Source document -
Wealth & Estate

Pure holding or family holding: which is better for you?

Pure holding or family holding company? Learn the differences, when to use each, and which structure best protects your assets and your family.

Pure holding or family holding: which is better for you?

When a business owner decides to organize their assets within a corporate structure, a technical question comes up almost immediately - one that confuses even people who have read a great deal on the subject: pure holding or family holding company? Both terms come up in conversations with lawyers, accountants, and wealth advisors as if they were mutually exclusive alternatives, but the truth is that they classify different things - and understanding that distinction is what separates a well-informed decision from a choice driven by marketing.

I’ll address both concepts here: what they have in common, what changes in practice, and, above all, how to decide which format makes sense for your situation. If you’d rather start with the basics first, it’s worth reading our content on what a family holding company is, which covers the fundamentals. Here we go straight to the technical comparison between the types.

What is needed - Reproduce the stretch of the holding company article from "Wealth & Estate" through "and your family.". The lines that come next aren't needed.

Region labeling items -
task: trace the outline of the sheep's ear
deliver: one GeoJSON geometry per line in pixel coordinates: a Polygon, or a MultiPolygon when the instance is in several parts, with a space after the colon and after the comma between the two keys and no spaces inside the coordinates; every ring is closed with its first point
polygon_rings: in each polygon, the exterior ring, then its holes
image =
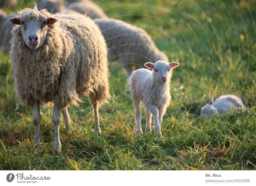
{"type": "Polygon", "coordinates": [[[210,100],[210,102],[209,102],[209,104],[211,105],[212,105],[212,103],[213,103],[213,96],[212,98],[211,99],[211,100],[210,100]]]}
{"type": "Polygon", "coordinates": [[[14,25],[20,25],[21,24],[21,23],[20,22],[20,18],[19,18],[11,19],[9,20],[9,21],[14,25]]]}
{"type": "Polygon", "coordinates": [[[57,21],[58,20],[56,19],[52,18],[47,18],[47,24],[48,25],[52,25],[57,22],[57,21]]]}
{"type": "Polygon", "coordinates": [[[144,65],[148,68],[153,68],[154,67],[154,64],[150,62],[146,63],[144,65]]]}
{"type": "Polygon", "coordinates": [[[169,65],[171,68],[176,68],[177,66],[180,65],[180,63],[176,62],[172,62],[169,63],[169,65]]]}

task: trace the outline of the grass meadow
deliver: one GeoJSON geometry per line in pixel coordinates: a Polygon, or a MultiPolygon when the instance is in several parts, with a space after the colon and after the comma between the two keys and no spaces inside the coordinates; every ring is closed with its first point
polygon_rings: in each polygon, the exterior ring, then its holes
{"type": "MultiPolygon", "coordinates": [[[[16,12],[31,2],[4,9],[16,12]]],[[[41,147],[34,151],[33,110],[16,107],[12,64],[8,53],[1,53],[0,169],[255,169],[255,1],[103,0],[98,4],[109,18],[145,29],[170,61],[180,63],[170,84],[163,136],[135,135],[125,73],[114,62],[109,66],[112,97],[100,109],[101,136],[93,130],[92,107],[84,97],[80,107],[68,108],[72,131],[61,119],[62,151],[55,155],[52,109],[41,106],[41,147]],[[247,110],[200,116],[212,96],[228,94],[240,97],[247,110]]],[[[144,132],[144,115],[142,109],[144,132]]]]}

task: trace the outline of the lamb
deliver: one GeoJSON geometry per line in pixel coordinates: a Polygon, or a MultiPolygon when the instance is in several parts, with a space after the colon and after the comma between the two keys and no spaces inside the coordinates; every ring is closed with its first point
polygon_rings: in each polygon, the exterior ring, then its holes
{"type": "Polygon", "coordinates": [[[19,13],[10,20],[17,25],[12,31],[10,52],[14,82],[20,102],[34,109],[36,147],[40,144],[40,105],[53,102],[57,153],[60,112],[68,122],[67,108],[77,106],[83,96],[89,96],[95,130],[100,133],[98,108],[110,97],[107,45],[98,27],[83,15],[51,14],[36,6],[19,13]]]}
{"type": "Polygon", "coordinates": [[[71,10],[86,14],[91,19],[108,18],[108,16],[97,4],[89,0],[67,0],[66,7],[68,10],[71,10]]]}
{"type": "Polygon", "coordinates": [[[158,61],[145,65],[152,71],[141,68],[133,71],[129,80],[131,95],[135,108],[134,115],[137,132],[142,133],[140,110],[141,102],[146,107],[146,133],[150,132],[153,114],[155,121],[155,131],[158,136],[162,135],[161,126],[163,116],[171,100],[169,83],[170,70],[180,65],[178,63],[168,63],[158,61]]]}
{"type": "Polygon", "coordinates": [[[55,13],[64,11],[65,6],[61,0],[43,0],[37,4],[39,10],[46,9],[49,12],[55,13]]]}
{"type": "Polygon", "coordinates": [[[110,61],[117,60],[129,77],[132,67],[143,68],[147,62],[162,60],[169,63],[166,55],[159,50],[145,30],[114,19],[96,19],[109,49],[110,61]]]}
{"type": "Polygon", "coordinates": [[[201,108],[200,116],[214,115],[223,113],[228,113],[232,109],[236,111],[237,108],[245,108],[243,101],[238,97],[234,95],[222,96],[213,102],[213,97],[209,103],[201,108]]]}

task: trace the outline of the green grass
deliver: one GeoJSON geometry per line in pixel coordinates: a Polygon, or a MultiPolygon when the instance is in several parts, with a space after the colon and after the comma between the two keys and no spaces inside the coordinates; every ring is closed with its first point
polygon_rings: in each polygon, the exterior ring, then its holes
{"type": "MultiPolygon", "coordinates": [[[[112,63],[109,66],[112,98],[100,109],[101,136],[98,137],[93,131],[92,108],[85,98],[79,107],[69,108],[73,132],[65,131],[62,120],[62,151],[55,155],[52,151],[52,109],[42,107],[43,142],[40,150],[34,151],[33,112],[21,105],[15,110],[11,64],[8,54],[1,53],[0,169],[255,169],[255,1],[237,1],[240,12],[230,1],[201,0],[197,1],[197,4],[183,1],[186,5],[184,10],[178,6],[179,1],[176,0],[145,3],[167,8],[168,12],[144,6],[143,2],[141,6],[127,5],[141,3],[136,1],[106,0],[99,3],[109,17],[145,29],[170,61],[181,64],[171,83],[172,100],[163,119],[162,137],[153,132],[135,135],[134,109],[130,92],[125,91],[125,73],[112,63]],[[190,11],[201,24],[192,20],[184,10],[190,11]],[[211,19],[219,41],[211,27],[211,19]],[[159,28],[158,30],[145,24],[159,28]],[[181,50],[169,35],[173,37],[181,50]],[[218,50],[219,41],[221,51],[218,50]],[[233,92],[247,103],[249,111],[240,110],[220,118],[198,115],[200,106],[213,95],[216,97],[233,92]]],[[[20,8],[26,7],[29,2],[25,1],[20,8]]],[[[9,9],[8,12],[16,10],[9,9]]],[[[144,131],[145,120],[144,116],[144,131]]]]}

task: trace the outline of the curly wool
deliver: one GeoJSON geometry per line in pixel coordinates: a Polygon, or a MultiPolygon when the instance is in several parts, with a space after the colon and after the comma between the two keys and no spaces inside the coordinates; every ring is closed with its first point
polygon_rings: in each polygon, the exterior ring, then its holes
{"type": "MultiPolygon", "coordinates": [[[[51,16],[36,8],[20,13],[36,20],[40,13],[51,16]]],[[[53,101],[64,109],[78,105],[84,96],[89,95],[93,102],[106,102],[110,97],[107,51],[100,31],[80,14],[52,16],[58,21],[48,26],[44,44],[35,50],[23,42],[20,26],[12,32],[13,75],[21,102],[32,107],[35,100],[40,104],[53,101]]]]}
{"type": "Polygon", "coordinates": [[[136,64],[137,68],[144,68],[148,62],[162,60],[169,63],[166,55],[159,51],[143,29],[114,19],[93,21],[106,40],[110,60],[117,60],[120,65],[126,66],[136,64]]]}

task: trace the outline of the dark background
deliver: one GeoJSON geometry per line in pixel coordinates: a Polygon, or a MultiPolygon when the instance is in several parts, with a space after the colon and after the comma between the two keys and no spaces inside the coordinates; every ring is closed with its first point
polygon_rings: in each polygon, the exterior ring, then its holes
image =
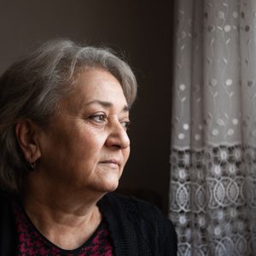
{"type": "Polygon", "coordinates": [[[139,84],[120,189],[167,213],[172,1],[0,0],[0,73],[38,43],[68,38],[124,53],[139,84]]]}

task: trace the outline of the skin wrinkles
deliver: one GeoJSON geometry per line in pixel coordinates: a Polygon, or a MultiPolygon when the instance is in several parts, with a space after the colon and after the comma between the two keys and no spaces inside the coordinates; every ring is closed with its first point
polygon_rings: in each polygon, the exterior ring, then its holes
{"type": "Polygon", "coordinates": [[[54,121],[34,132],[38,157],[26,181],[24,207],[60,247],[78,247],[101,222],[96,202],[118,187],[130,154],[125,122],[129,108],[120,84],[91,69],[76,79],[54,121]]]}

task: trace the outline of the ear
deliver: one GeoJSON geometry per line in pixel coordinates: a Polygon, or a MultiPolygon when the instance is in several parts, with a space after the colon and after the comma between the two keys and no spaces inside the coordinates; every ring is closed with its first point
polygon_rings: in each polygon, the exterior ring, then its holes
{"type": "Polygon", "coordinates": [[[28,162],[34,163],[40,156],[39,127],[31,119],[23,119],[15,125],[19,145],[28,162]]]}

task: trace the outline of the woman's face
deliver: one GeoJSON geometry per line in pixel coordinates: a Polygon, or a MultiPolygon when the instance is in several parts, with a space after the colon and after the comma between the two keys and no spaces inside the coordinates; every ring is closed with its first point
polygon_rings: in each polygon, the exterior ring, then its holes
{"type": "Polygon", "coordinates": [[[85,70],[60,108],[41,136],[42,178],[67,189],[115,189],[130,154],[129,111],[119,81],[102,69],[85,70]]]}

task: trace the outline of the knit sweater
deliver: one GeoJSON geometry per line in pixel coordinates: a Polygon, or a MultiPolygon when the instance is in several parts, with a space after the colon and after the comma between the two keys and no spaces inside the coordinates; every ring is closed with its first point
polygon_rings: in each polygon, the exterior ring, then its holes
{"type": "MultiPolygon", "coordinates": [[[[17,235],[12,197],[0,195],[0,255],[16,254],[17,235]]],[[[177,255],[172,222],[143,201],[108,193],[97,203],[106,218],[116,256],[177,255]]]]}

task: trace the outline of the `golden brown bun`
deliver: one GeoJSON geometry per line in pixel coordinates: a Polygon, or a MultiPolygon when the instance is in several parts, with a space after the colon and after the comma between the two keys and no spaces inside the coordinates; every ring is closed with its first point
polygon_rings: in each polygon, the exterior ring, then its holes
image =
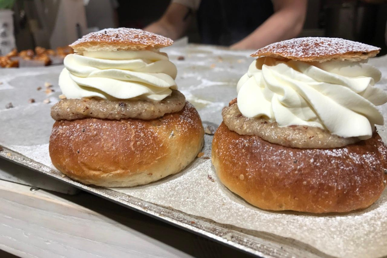
{"type": "Polygon", "coordinates": [[[241,136],[222,123],[212,162],[220,181],[260,208],[313,213],[368,207],[380,197],[387,148],[377,133],[335,149],[300,149],[241,136]]]}
{"type": "Polygon", "coordinates": [[[137,29],[105,29],[91,32],[70,45],[76,52],[160,48],[170,46],[171,39],[137,29]]]}
{"type": "Polygon", "coordinates": [[[359,61],[375,56],[380,50],[378,47],[341,38],[310,37],[274,43],[257,50],[251,56],[304,61],[359,61]]]}
{"type": "Polygon", "coordinates": [[[181,170],[198,155],[203,139],[200,117],[187,102],[180,111],[153,120],[56,121],[49,152],[54,166],[73,179],[133,186],[181,170]]]}

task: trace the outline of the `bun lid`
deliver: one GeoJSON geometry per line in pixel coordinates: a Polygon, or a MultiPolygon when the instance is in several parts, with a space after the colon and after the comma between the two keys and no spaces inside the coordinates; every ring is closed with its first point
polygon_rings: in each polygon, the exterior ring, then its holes
{"type": "Polygon", "coordinates": [[[333,60],[360,61],[375,56],[380,49],[338,38],[297,38],[268,45],[250,55],[307,62],[333,60]]]}
{"type": "Polygon", "coordinates": [[[170,46],[171,39],[138,29],[105,29],[84,36],[70,45],[76,52],[151,50],[170,46]]]}

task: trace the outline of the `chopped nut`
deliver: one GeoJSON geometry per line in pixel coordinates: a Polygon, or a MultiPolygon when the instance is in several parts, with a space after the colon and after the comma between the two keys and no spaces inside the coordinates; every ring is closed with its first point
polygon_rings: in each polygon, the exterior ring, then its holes
{"type": "Polygon", "coordinates": [[[214,135],[215,133],[215,128],[212,125],[207,125],[204,129],[204,133],[206,135],[214,135]]]}
{"type": "Polygon", "coordinates": [[[54,91],[53,89],[51,89],[50,88],[47,88],[45,90],[46,94],[47,95],[50,94],[54,91]]]}

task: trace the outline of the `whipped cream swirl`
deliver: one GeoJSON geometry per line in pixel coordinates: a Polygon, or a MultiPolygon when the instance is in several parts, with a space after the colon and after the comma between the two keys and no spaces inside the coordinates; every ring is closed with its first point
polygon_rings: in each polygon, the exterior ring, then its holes
{"type": "Polygon", "coordinates": [[[84,51],[67,55],[63,62],[59,86],[69,99],[159,101],[177,88],[176,67],[156,50],[84,51]]]}
{"type": "Polygon", "coordinates": [[[319,127],[342,137],[372,136],[384,123],[376,106],[387,94],[374,87],[381,74],[364,62],[305,62],[261,57],[238,82],[238,107],[247,117],[280,126],[319,127]]]}

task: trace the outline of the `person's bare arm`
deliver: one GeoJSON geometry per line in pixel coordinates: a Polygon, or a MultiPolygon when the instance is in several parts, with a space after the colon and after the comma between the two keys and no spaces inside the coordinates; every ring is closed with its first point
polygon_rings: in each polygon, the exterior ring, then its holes
{"type": "Polygon", "coordinates": [[[307,0],[273,0],[273,3],[274,14],[231,48],[257,49],[298,35],[305,21],[307,0]]]}
{"type": "Polygon", "coordinates": [[[144,30],[167,37],[173,40],[183,35],[192,20],[194,13],[188,7],[172,3],[163,16],[144,30]]]}

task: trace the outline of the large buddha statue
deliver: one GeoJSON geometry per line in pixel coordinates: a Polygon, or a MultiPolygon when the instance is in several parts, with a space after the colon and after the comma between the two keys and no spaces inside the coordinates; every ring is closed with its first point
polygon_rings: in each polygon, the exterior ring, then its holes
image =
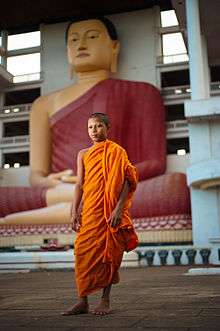
{"type": "Polygon", "coordinates": [[[38,98],[30,115],[30,188],[0,188],[1,224],[70,222],[76,156],[90,145],[87,119],[107,113],[109,139],[136,165],[139,184],[134,218],[189,213],[183,174],[166,174],[165,120],[157,88],[110,78],[117,70],[119,41],[105,19],[72,22],[66,33],[76,83],[38,98]]]}

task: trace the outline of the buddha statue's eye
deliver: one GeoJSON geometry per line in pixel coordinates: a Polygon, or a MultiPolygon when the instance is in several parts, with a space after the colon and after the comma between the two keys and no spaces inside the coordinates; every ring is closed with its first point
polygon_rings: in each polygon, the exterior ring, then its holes
{"type": "Polygon", "coordinates": [[[72,36],[70,37],[70,41],[72,42],[76,42],[79,40],[79,36],[77,34],[72,34],[72,36]]]}
{"type": "Polygon", "coordinates": [[[88,39],[96,39],[99,37],[99,32],[95,30],[88,31],[86,37],[88,39]]]}

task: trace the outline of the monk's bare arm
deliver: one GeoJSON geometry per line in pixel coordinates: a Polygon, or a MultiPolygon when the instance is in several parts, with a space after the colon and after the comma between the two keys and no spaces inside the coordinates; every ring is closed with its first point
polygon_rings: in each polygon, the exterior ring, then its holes
{"type": "Polygon", "coordinates": [[[125,179],[117,205],[116,205],[115,209],[113,210],[113,212],[110,216],[110,219],[109,219],[110,225],[112,227],[119,225],[121,222],[123,208],[124,208],[129,191],[130,191],[130,184],[129,184],[129,181],[127,179],[125,179]]]}
{"type": "Polygon", "coordinates": [[[84,164],[83,156],[85,150],[81,150],[77,156],[77,182],[74,189],[73,203],[72,203],[72,216],[77,215],[78,208],[82,199],[83,194],[83,182],[84,182],[84,164]]]}

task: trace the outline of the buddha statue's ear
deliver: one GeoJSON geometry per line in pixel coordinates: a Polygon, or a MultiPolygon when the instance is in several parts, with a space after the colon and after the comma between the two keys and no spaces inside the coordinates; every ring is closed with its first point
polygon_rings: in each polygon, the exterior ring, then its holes
{"type": "Polygon", "coordinates": [[[120,51],[119,41],[113,40],[112,41],[112,58],[111,58],[111,67],[110,67],[110,70],[112,73],[117,72],[119,51],[120,51]]]}
{"type": "Polygon", "coordinates": [[[75,75],[75,70],[74,70],[74,66],[73,64],[69,63],[69,67],[68,67],[68,76],[69,76],[69,79],[73,79],[75,75]]]}

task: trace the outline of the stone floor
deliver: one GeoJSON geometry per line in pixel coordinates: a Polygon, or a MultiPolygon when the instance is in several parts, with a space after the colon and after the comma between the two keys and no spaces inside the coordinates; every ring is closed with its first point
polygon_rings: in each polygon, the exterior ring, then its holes
{"type": "MultiPolygon", "coordinates": [[[[220,275],[186,266],[122,268],[108,316],[61,316],[76,297],[72,271],[0,274],[0,330],[220,330],[220,275]]],[[[98,295],[90,298],[91,307],[98,295]]]]}

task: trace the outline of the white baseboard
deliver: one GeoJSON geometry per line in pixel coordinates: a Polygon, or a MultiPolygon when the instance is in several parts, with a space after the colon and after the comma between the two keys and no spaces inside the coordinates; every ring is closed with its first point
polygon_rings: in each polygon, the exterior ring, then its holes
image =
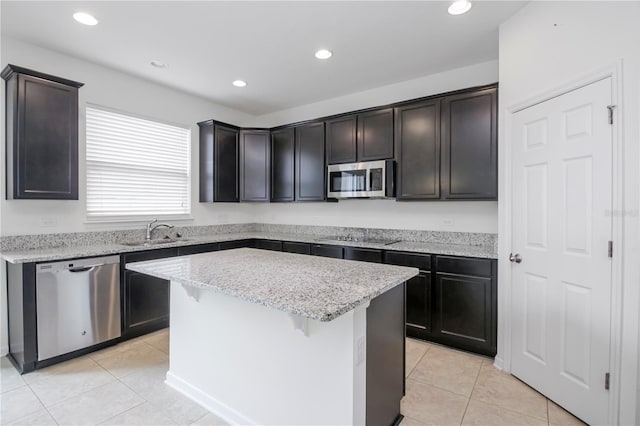
{"type": "Polygon", "coordinates": [[[226,421],[232,425],[257,425],[258,423],[254,420],[249,419],[245,415],[237,412],[233,408],[224,404],[223,402],[218,401],[217,399],[211,397],[204,393],[201,389],[187,383],[180,377],[173,374],[171,371],[167,372],[167,379],[165,383],[177,390],[181,394],[185,395],[187,398],[197,402],[202,405],[207,410],[211,411],[216,416],[220,417],[222,420],[226,421]]]}
{"type": "Polygon", "coordinates": [[[504,371],[504,360],[499,357],[493,359],[493,366],[500,371],[504,371]]]}

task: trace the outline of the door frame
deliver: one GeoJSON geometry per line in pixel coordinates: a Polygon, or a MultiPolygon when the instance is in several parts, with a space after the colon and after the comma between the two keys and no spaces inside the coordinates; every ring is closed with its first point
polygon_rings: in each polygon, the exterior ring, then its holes
{"type": "MultiPolygon", "coordinates": [[[[611,273],[611,340],[610,340],[610,373],[611,387],[609,393],[609,424],[618,424],[620,418],[621,380],[622,377],[622,303],[623,303],[623,261],[624,253],[624,215],[615,214],[624,211],[624,138],[623,138],[623,63],[618,60],[615,63],[580,76],[572,81],[564,82],[559,86],[524,99],[520,102],[507,105],[500,111],[500,128],[502,133],[499,144],[499,198],[498,198],[498,354],[494,366],[505,372],[511,372],[511,262],[508,261],[512,252],[512,208],[511,185],[512,162],[510,135],[512,131],[513,114],[549,99],[561,96],[565,93],[580,89],[591,83],[611,78],[612,104],[614,110],[614,122],[612,126],[612,239],[614,244],[614,256],[612,258],[611,273]]],[[[603,112],[604,113],[604,112],[603,112]]],[[[634,324],[631,324],[634,326],[634,324]]],[[[636,324],[637,326],[637,324],[636,324]]],[[[637,330],[636,330],[637,331],[637,330]]],[[[633,372],[637,374],[636,371],[633,372]]],[[[603,378],[604,379],[604,378],[603,378]]],[[[635,388],[635,387],[634,387],[635,388]]],[[[628,397],[636,398],[636,395],[628,397]]],[[[640,407],[639,407],[640,408],[640,407]]]]}

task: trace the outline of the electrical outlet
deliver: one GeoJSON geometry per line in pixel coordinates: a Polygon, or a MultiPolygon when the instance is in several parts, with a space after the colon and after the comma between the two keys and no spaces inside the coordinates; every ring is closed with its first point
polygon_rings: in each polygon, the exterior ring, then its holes
{"type": "Polygon", "coordinates": [[[444,226],[445,228],[451,228],[453,227],[453,225],[455,225],[455,221],[452,218],[447,217],[442,219],[442,226],[444,226]]]}
{"type": "Polygon", "coordinates": [[[364,336],[358,337],[356,348],[356,365],[360,365],[364,362],[364,357],[367,354],[366,340],[364,336]]]}
{"type": "Polygon", "coordinates": [[[55,228],[56,226],[58,226],[58,220],[45,217],[40,219],[40,226],[42,228],[55,228]]]}

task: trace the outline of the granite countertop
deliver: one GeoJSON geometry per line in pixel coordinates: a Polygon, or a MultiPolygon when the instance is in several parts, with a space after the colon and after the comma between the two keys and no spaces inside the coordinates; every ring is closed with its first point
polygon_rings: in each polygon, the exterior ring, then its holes
{"type": "MultiPolygon", "coordinates": [[[[267,239],[279,241],[294,241],[313,244],[330,244],[350,247],[364,247],[382,250],[410,251],[416,253],[445,254],[453,256],[480,257],[496,259],[497,253],[493,246],[476,246],[466,244],[431,243],[399,241],[393,244],[369,243],[364,241],[337,241],[326,236],[309,234],[280,234],[272,232],[242,232],[214,234],[208,236],[189,236],[166,244],[128,246],[125,244],[78,245],[71,247],[54,247],[33,250],[14,250],[1,253],[4,260],[11,263],[51,262],[79,257],[104,256],[119,253],[131,253],[143,250],[153,250],[168,247],[182,247],[196,244],[215,243],[242,239],[267,239]]],[[[124,241],[123,241],[124,243],[124,241]]]]}
{"type": "Polygon", "coordinates": [[[331,321],[418,275],[418,269],[404,266],[251,248],[126,268],[319,321],[331,321]]]}

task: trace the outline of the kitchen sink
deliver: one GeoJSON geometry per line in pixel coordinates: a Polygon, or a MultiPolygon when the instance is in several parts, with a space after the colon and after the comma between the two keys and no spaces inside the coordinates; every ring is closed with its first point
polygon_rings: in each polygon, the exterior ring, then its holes
{"type": "Polygon", "coordinates": [[[397,243],[400,242],[400,240],[389,240],[389,239],[384,239],[384,238],[372,238],[372,237],[354,237],[354,236],[332,236],[332,237],[323,237],[323,238],[318,238],[316,239],[316,241],[339,241],[339,242],[345,242],[345,241],[351,241],[354,243],[369,243],[369,244],[381,244],[381,245],[389,245],[389,244],[393,244],[393,243],[397,243]]]}
{"type": "Polygon", "coordinates": [[[162,245],[162,244],[177,243],[180,241],[189,241],[189,240],[186,238],[161,238],[161,239],[149,240],[149,241],[146,241],[146,240],[124,241],[119,244],[123,246],[129,246],[129,247],[139,247],[139,246],[149,247],[149,246],[156,246],[156,245],[162,245]]]}

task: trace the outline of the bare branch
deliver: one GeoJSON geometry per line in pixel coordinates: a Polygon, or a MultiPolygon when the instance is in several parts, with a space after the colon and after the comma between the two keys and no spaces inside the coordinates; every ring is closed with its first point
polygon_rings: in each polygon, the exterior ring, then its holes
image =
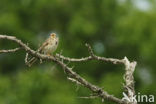
{"type": "Polygon", "coordinates": [[[0,50],[0,53],[14,53],[20,49],[21,48],[15,48],[15,49],[9,49],[9,50],[0,50]]]}
{"type": "MultiPolygon", "coordinates": [[[[124,80],[125,80],[125,91],[127,92],[127,95],[130,100],[133,99],[135,96],[135,89],[134,89],[134,77],[133,73],[136,67],[136,62],[130,62],[127,57],[124,58],[124,64],[125,64],[125,74],[124,74],[124,80]]],[[[132,101],[131,104],[137,104],[137,102],[132,101]]]]}
{"type": "MultiPolygon", "coordinates": [[[[11,41],[17,43],[20,47],[22,47],[26,51],[26,53],[36,57],[37,59],[49,60],[49,61],[57,63],[60,67],[62,67],[64,69],[64,71],[66,72],[68,77],[70,77],[70,80],[72,79],[72,82],[76,82],[76,83],[79,83],[80,85],[83,85],[84,87],[90,89],[90,91],[92,91],[93,93],[96,93],[97,96],[99,96],[100,98],[108,99],[108,100],[113,101],[118,104],[126,104],[125,101],[122,101],[121,99],[108,94],[102,88],[88,82],[86,79],[84,79],[79,74],[74,72],[72,70],[72,68],[70,68],[66,64],[64,64],[63,61],[60,61],[58,59],[58,57],[61,58],[62,60],[66,60],[69,62],[83,62],[83,61],[89,61],[89,60],[99,60],[99,61],[111,62],[113,64],[117,64],[117,63],[124,64],[126,66],[125,82],[126,82],[126,86],[128,88],[130,88],[129,86],[132,86],[132,84],[134,84],[134,83],[129,83],[127,76],[131,76],[131,81],[133,80],[132,82],[134,82],[132,75],[133,75],[133,72],[135,69],[135,65],[136,65],[135,63],[133,63],[133,62],[128,63],[129,61],[127,61],[126,59],[119,60],[119,59],[96,56],[93,53],[92,48],[88,44],[86,46],[88,47],[90,56],[85,57],[85,58],[80,58],[80,59],[74,59],[74,58],[64,57],[60,54],[57,54],[56,55],[57,57],[40,54],[38,51],[32,50],[30,47],[28,47],[26,44],[24,44],[21,40],[17,39],[14,36],[0,35],[0,39],[7,39],[7,40],[11,40],[11,41]],[[131,73],[128,73],[128,71],[130,71],[130,70],[131,70],[131,73]],[[133,72],[132,72],[132,70],[133,70],[133,72]]],[[[25,62],[27,62],[27,58],[28,58],[28,56],[26,55],[25,62]]],[[[134,91],[134,87],[132,87],[132,91],[134,91]]]]}

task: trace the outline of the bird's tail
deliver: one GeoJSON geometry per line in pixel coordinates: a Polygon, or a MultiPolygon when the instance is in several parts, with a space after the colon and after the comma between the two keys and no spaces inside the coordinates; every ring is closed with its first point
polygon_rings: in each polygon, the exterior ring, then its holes
{"type": "Polygon", "coordinates": [[[31,67],[33,63],[35,63],[37,61],[37,58],[32,57],[26,64],[31,67]]]}

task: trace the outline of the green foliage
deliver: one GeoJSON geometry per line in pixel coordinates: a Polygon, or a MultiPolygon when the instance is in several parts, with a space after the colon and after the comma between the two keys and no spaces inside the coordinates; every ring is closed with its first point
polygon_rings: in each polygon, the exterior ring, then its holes
{"type": "MultiPolygon", "coordinates": [[[[137,92],[154,94],[154,10],[154,3],[150,10],[143,11],[130,0],[1,0],[0,34],[14,35],[37,49],[50,32],[56,32],[60,38],[57,52],[63,50],[65,56],[87,56],[85,43],[90,43],[97,55],[127,56],[138,62],[137,92]]],[[[17,45],[0,40],[0,49],[14,47],[17,45]]],[[[101,99],[78,99],[91,92],[83,87],[75,91],[77,86],[68,82],[54,63],[36,63],[28,68],[24,56],[23,51],[0,54],[0,104],[102,103],[101,99]]],[[[122,66],[97,61],[70,65],[90,82],[122,97],[122,66]]]]}

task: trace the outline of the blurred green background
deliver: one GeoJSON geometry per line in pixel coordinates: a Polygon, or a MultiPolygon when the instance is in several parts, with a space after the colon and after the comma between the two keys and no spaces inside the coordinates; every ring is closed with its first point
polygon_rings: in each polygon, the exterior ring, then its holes
{"type": "MultiPolygon", "coordinates": [[[[155,95],[155,9],[155,0],[0,0],[0,34],[16,36],[36,50],[55,32],[60,38],[56,52],[64,56],[88,56],[85,43],[99,56],[127,56],[138,62],[136,93],[155,95]]],[[[0,49],[15,47],[0,40],[0,49]]],[[[102,104],[101,99],[78,98],[91,92],[68,81],[55,63],[28,68],[24,58],[24,51],[0,54],[0,104],[102,104]]],[[[122,65],[89,61],[69,66],[122,98],[122,65]]]]}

Solution below -
Wealth & Estate

Pure holding or family holding: which is better for you?

Pure holding or family holding company? Learn the differences, when to use each, and which structure best protects your assets and your family.